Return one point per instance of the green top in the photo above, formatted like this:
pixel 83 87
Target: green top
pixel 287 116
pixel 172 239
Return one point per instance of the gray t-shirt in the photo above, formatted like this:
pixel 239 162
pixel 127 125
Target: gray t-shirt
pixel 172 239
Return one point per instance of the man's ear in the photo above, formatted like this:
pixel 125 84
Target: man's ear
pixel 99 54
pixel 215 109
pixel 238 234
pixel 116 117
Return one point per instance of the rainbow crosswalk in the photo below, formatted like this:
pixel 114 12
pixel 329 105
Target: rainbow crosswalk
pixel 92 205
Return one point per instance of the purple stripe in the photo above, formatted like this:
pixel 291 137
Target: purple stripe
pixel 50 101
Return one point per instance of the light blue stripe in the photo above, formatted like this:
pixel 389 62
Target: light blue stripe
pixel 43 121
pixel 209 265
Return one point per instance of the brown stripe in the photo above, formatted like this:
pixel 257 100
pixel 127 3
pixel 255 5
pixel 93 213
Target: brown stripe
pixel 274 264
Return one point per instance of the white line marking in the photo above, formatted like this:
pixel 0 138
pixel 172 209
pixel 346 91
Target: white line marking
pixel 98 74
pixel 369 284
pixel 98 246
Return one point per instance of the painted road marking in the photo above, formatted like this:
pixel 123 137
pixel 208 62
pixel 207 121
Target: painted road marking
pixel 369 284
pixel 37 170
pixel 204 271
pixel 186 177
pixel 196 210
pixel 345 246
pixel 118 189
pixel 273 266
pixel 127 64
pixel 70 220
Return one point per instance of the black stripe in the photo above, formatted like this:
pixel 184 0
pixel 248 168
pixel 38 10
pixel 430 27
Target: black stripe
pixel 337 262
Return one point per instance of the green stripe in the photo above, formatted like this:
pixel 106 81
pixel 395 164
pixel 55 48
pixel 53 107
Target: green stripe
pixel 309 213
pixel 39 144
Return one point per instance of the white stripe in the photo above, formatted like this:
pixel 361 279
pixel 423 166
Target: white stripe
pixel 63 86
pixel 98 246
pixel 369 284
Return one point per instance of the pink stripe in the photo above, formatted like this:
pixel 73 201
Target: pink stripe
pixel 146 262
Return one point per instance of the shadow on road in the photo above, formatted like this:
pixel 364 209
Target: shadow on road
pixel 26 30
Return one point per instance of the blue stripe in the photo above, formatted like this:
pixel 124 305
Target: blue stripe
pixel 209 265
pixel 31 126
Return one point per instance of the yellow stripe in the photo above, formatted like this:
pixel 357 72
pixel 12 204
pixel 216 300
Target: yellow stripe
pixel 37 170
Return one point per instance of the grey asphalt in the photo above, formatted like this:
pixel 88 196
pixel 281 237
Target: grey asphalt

———

• _Goal of the exercise_
From the records above, extract every line exactly as it stands.

• _Task response_
Return one point per instance of the green top in the photo above, formatted like this:
pixel 83 87
Target: green top
pixel 287 116
pixel 172 239
Return one point per instance of the gray t-shirt in the photo above, formatted like this:
pixel 239 162
pixel 127 125
Target: gray t-shirt
pixel 172 239
Return one point per instance of the man's ear in the photo above, formatted like this:
pixel 125 84
Target: man's ear
pixel 99 54
pixel 215 109
pixel 238 234
pixel 116 117
Return one point per instance of the rainbow crosswalk in the photo below, formatted like this:
pixel 114 12
pixel 329 105
Target: rainbow crosswalk
pixel 92 205
Return one point per instance of the purple stripe in the photo above, formatted like this:
pixel 291 137
Target: purple stripe
pixel 50 101
Return one point per instance of the light blue stripe in the photo above, formatted like this:
pixel 389 62
Target: light blue stripe
pixel 43 121
pixel 209 265
Return one point per instance of the brown stripe in the photo above, formatted like this:
pixel 257 100
pixel 127 3
pixel 255 5
pixel 93 213
Target: brown stripe
pixel 274 264
Return one point per instance of the white line marking in the photo above, formatted like this:
pixel 0 138
pixel 172 209
pixel 346 91
Target: white line marking
pixel 98 74
pixel 369 284
pixel 98 246
Return one point per instance of the painted road marking in the photo above, formatted like this:
pixel 123 137
pixel 208 62
pixel 207 121
Target: painted road marking
pixel 369 284
pixel 37 170
pixel 204 271
pixel 186 177
pixel 196 210
pixel 345 246
pixel 118 189
pixel 273 266
pixel 127 64
pixel 70 220
Return one point per instance of the black stripe in the photo above, formatted like this:
pixel 184 0
pixel 248 168
pixel 38 10
pixel 430 27
Target: black stripe
pixel 337 262
Return one point per instance of the green stripe in the photo above, formatted like this:
pixel 106 81
pixel 395 164
pixel 55 48
pixel 53 107
Target: green stripe
pixel 309 213
pixel 39 144
Return one point per instance of the white stripe in the photo above, formatted like this:
pixel 361 279
pixel 423 166
Target: white stripe
pixel 63 86
pixel 98 246
pixel 369 284
Return one point per instance of the pink stripe in the photo above, formatted like this:
pixel 73 201
Target: pink stripe
pixel 146 262
Return one point per instance of the shadow on road in the photo above, formatted like this:
pixel 364 209
Target: shadow on road
pixel 26 30
Return one point per instance of the blue stripe in the photo above, formatted like this:
pixel 124 305
Target: blue stripe
pixel 209 265
pixel 31 126
Return one point per instance of the yellow stripe in the photo above, formatted like this:
pixel 357 72
pixel 12 204
pixel 216 300
Target: yellow stripe
pixel 37 170
Return one point per instance of the grey asphalt in the photo above, formatted like this:
pixel 88 196
pixel 281 237
Target: grey asphalt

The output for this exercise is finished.